◆ Directions: Rescale the part of the data below that opens with the line containing "of the overcast" and closes with the end of the data, both ends included, and give only those lines. Repeat every line, requests included, but multiply each coordinate in the answers by 1.9 and round to whole numbers, with halves rounded up.

◆ Data entries:
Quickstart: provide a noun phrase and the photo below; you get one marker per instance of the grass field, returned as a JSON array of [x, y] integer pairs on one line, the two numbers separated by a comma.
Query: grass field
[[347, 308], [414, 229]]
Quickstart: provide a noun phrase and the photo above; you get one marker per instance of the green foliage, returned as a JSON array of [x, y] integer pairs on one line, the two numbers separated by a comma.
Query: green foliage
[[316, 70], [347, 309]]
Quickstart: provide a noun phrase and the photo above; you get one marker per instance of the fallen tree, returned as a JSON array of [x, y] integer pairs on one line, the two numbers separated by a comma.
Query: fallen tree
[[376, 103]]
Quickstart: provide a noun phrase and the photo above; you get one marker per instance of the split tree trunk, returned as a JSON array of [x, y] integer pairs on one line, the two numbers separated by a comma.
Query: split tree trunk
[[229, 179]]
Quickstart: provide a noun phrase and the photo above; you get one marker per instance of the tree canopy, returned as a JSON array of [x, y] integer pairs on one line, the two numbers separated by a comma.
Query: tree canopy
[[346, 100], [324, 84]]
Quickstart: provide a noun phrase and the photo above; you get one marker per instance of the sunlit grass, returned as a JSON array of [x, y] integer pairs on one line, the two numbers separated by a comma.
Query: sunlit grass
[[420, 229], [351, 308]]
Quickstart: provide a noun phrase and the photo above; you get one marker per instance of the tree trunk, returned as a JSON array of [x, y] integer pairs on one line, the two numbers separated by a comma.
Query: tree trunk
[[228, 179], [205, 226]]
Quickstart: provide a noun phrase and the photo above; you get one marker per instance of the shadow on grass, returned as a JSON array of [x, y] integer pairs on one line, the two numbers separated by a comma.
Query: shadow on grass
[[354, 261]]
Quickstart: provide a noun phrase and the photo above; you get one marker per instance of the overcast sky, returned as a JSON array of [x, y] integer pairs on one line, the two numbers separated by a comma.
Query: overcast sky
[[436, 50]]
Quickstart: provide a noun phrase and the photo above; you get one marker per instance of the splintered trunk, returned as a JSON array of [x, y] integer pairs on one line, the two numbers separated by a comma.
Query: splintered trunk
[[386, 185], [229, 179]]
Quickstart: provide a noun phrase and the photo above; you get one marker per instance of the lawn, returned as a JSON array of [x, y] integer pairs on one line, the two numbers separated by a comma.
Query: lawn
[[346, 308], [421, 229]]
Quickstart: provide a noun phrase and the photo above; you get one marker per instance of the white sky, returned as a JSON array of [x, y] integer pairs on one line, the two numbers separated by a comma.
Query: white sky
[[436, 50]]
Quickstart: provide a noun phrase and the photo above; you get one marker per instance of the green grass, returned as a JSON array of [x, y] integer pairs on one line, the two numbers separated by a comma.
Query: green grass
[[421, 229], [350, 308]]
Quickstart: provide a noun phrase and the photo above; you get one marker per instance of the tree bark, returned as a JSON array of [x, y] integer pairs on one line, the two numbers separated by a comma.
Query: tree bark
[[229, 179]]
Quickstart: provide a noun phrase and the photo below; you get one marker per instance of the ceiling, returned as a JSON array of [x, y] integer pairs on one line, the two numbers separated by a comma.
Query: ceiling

◆ Answer to this task:
Quickstart: provide a noun phrase and the photo above; you get one marker per instance of the overcast sky, returned as a JSON array of [x, y] integer pairs on one line, the two numbers separated by a comma.
Query: overcast sky
[[828, 95]]
Quickstart: provide a noun phrase and the photo above; you get one marker per instance of the splintered trunk, returned as a JSON array of [x, y] integer pairs on one line, the two numbers separated by a comma.
Query: splintered trunk
[[733, 352], [435, 340]]
Quickstart: provide a noun phrase and the photo above; you get one marker per instance of the lawn, returned as a JSON array of [x, y] integer pairs on one line, the two numbers separated by a comma.
Query: lawn
[[657, 585], [800, 435]]
Quickstart: provide a noun phrase and the photo above; you get one marker per instance of the white sky, returned as a JSON array of [x, y] integer pairs on one line, the two numbers separated by a comma.
Query: white sky
[[828, 95]]
Quickstart: provide a noun phrase and the photo above; you get one marker per instance of the green grass, returned as a JSON array of [x, y] integer pairs on one line, the two numbers separated by a comma.
Query: green grass
[[800, 435], [665, 585]]
Quickstart: provide a noun phrase and the photo above; you get one marker per instance of the tree bark, returned as a JSON array of [x, y] integer pairs on one line, the two numbers separated by a comma.
Query: tree bark
[[435, 340]]
Quickstart: provide a noun phrase and the photo below; you get one marker per instance of the ceiling, returned as a JSON array of [x, y] integer pairs on one line, the two numbers separated by a comma.
Query: ceiling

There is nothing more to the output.